BEIJING: Only one leader of a big Western country is attending China's most important diplomatic event of the year, a summit next month on President Xi Jinping's New Silk Road strategy, as China's foreign minister denied it had been snubbed.
Xi has championed what China formally calls the "One Belt, One Road" or OBOR initiative to build a new Silk Road linking Asia, Africa and Europe, a landmark programme to invest billions of dollars in infrastructure projects including railways, ports and power grids.
China has dedicated $40 billion to a Silk Road Fund and the idea was the driving force behind the establishment of the $50 billion China-backed Asian Infrastructure Investment Bank (AIIB).
Diplomatic sources in Beijing said China had hoped for at least some senior Western leaders to attend the summit, including British Prime Minister Theresa May, to burnish the plan's international credentials and make it less China-centric.
But a list of attendees announced by Foreign Minister Wang Yi on Tuesday included only one leader from the Group of Seven (G7) industrialised nations, Italian Prime Minister Paolo Gentiloni, who took over in December after his predecessor quit following a crushing defeat in a reform referendum.
Wang confirmed the presence of the presidents of Russia and the Philippines as among 28 leaders coming, along with the Spanish, Greek, Hungarian, Serb and Polish prime ministers and Swiss and Czech presidents.
"This is a positive, cooperative agreement, and we don't want to politicise it," Wang told reporters when asked if China was upset at the absence of most major Western leaders.

# # # #

* **The tasks**:
• 1. From the Silk Road summit article, output the passage that begins at the words "Wang confirmed the" and stops after "major Western leaders.", copied word for word.
• 2. Pick up the article about China's Silk Road summit where it stops and continue it.

# # # #

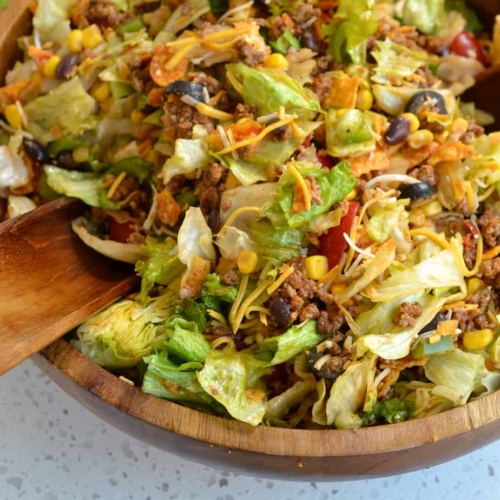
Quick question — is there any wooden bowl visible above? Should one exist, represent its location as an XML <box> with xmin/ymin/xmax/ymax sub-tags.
<box><xmin>0</xmin><ymin>0</ymin><xmax>500</xmax><ymax>481</ymax></box>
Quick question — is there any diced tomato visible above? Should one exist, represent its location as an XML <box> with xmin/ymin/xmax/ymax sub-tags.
<box><xmin>319</xmin><ymin>201</ymin><xmax>359</xmax><ymax>269</ymax></box>
<box><xmin>448</xmin><ymin>31</ymin><xmax>488</xmax><ymax>66</ymax></box>
<box><xmin>108</xmin><ymin>217</ymin><xmax>133</xmax><ymax>243</ymax></box>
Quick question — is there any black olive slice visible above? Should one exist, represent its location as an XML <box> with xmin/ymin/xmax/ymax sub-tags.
<box><xmin>163</xmin><ymin>80</ymin><xmax>206</xmax><ymax>102</ymax></box>
<box><xmin>398</xmin><ymin>182</ymin><xmax>436</xmax><ymax>201</ymax></box>
<box><xmin>405</xmin><ymin>90</ymin><xmax>448</xmax><ymax>115</ymax></box>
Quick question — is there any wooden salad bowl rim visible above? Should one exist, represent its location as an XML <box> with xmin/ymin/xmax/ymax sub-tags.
<box><xmin>0</xmin><ymin>0</ymin><xmax>500</xmax><ymax>479</ymax></box>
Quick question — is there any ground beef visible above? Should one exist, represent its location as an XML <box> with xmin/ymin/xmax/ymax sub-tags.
<box><xmin>477</xmin><ymin>257</ymin><xmax>500</xmax><ymax>290</ymax></box>
<box><xmin>195</xmin><ymin>163</ymin><xmax>228</xmax><ymax>215</ymax></box>
<box><xmin>234</xmin><ymin>38</ymin><xmax>269</xmax><ymax>67</ymax></box>
<box><xmin>234</xmin><ymin>102</ymin><xmax>259</xmax><ymax>122</ymax></box>
<box><xmin>220</xmin><ymin>271</ymin><xmax>238</xmax><ymax>286</ymax></box>
<box><xmin>409</xmin><ymin>165</ymin><xmax>438</xmax><ymax>186</ymax></box>
<box><xmin>452</xmin><ymin>288</ymin><xmax>498</xmax><ymax>332</ymax></box>
<box><xmin>393</xmin><ymin>302</ymin><xmax>422</xmax><ymax>328</ymax></box>
<box><xmin>74</xmin><ymin>0</ymin><xmax>127</xmax><ymax>29</ymax></box>
<box><xmin>477</xmin><ymin>208</ymin><xmax>500</xmax><ymax>247</ymax></box>
<box><xmin>162</xmin><ymin>95</ymin><xmax>216</xmax><ymax>140</ymax></box>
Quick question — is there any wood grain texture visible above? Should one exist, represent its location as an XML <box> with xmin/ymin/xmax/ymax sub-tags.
<box><xmin>0</xmin><ymin>0</ymin><xmax>500</xmax><ymax>480</ymax></box>
<box><xmin>0</xmin><ymin>200</ymin><xmax>137</xmax><ymax>374</ymax></box>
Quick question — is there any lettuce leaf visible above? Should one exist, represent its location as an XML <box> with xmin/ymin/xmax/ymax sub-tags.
<box><xmin>197</xmin><ymin>349</ymin><xmax>268</xmax><ymax>425</ymax></box>
<box><xmin>142</xmin><ymin>351</ymin><xmax>215</xmax><ymax>410</ymax></box>
<box><xmin>263</xmin><ymin>162</ymin><xmax>357</xmax><ymax>230</ymax></box>
<box><xmin>135</xmin><ymin>237</ymin><xmax>185</xmax><ymax>300</ymax></box>
<box><xmin>33</xmin><ymin>0</ymin><xmax>77</xmax><ymax>45</ymax></box>
<box><xmin>372</xmin><ymin>38</ymin><xmax>428</xmax><ymax>85</ymax></box>
<box><xmin>163</xmin><ymin>315</ymin><xmax>210</xmax><ymax>363</ymax></box>
<box><xmin>162</xmin><ymin>138</ymin><xmax>210</xmax><ymax>184</ymax></box>
<box><xmin>402</xmin><ymin>0</ymin><xmax>445</xmax><ymax>35</ymax></box>
<box><xmin>227</xmin><ymin>63</ymin><xmax>321</xmax><ymax>120</ymax></box>
<box><xmin>73</xmin><ymin>290</ymin><xmax>177</xmax><ymax>368</ymax></box>
<box><xmin>325</xmin><ymin>0</ymin><xmax>378</xmax><ymax>64</ymax></box>
<box><xmin>255</xmin><ymin>320</ymin><xmax>324</xmax><ymax>365</ymax></box>
<box><xmin>24</xmin><ymin>77</ymin><xmax>96</xmax><ymax>144</ymax></box>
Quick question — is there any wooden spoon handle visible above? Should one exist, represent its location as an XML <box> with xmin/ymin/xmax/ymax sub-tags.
<box><xmin>0</xmin><ymin>200</ymin><xmax>137</xmax><ymax>374</ymax></box>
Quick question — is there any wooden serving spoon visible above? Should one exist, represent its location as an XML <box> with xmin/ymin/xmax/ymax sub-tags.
<box><xmin>0</xmin><ymin>199</ymin><xmax>138</xmax><ymax>375</ymax></box>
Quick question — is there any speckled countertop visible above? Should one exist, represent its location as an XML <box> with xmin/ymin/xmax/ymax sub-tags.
<box><xmin>0</xmin><ymin>360</ymin><xmax>500</xmax><ymax>500</ymax></box>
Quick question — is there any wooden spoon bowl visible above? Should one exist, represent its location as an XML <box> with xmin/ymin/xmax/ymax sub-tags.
<box><xmin>0</xmin><ymin>0</ymin><xmax>500</xmax><ymax>480</ymax></box>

# # # #

* **Answers in order**:
• 1.
Wang confirmed the presence of the presidents of Russia and the Philippines as among 28 leaders coming, along with the Spanish, Greek, Hungarian, Serb and Polish prime ministers and Swiss and Czech presidents.
"This is a positive, cooperative agreement, and we don't want to politicise it," Wang told reporters when asked if China was upset at the absence of most major Western leaders.

• 2.
"This is an economic cooperation forum, an international cooperation platform that everyone is paying attention to, supports and hopes to participate in," he said, adding representatives of 110 countries would come.
British finance minister Philip Hammond will come as May's representative, while Germany and France are having elections at the time and will send high-level representatives, Wang said.
"They have explained to us many times, France has elections in May, as does Germany about then, so their leaders originally were really willing to attend. This is not a platitude, it's the real information we got."
China is sensitive to any suggestion that what it sees as its benign intentions do not have a receptive global audience, especially in Western capitals.
China was privately upset in 2015 after most Western leaders rebuffed invitations to attend a big military parade through Beijing marking 70 years since the end of World War Two. Western leaders were unhappy that the guest list that included Russian President Vladimir Putin and wary of the message China would send with the show of strength.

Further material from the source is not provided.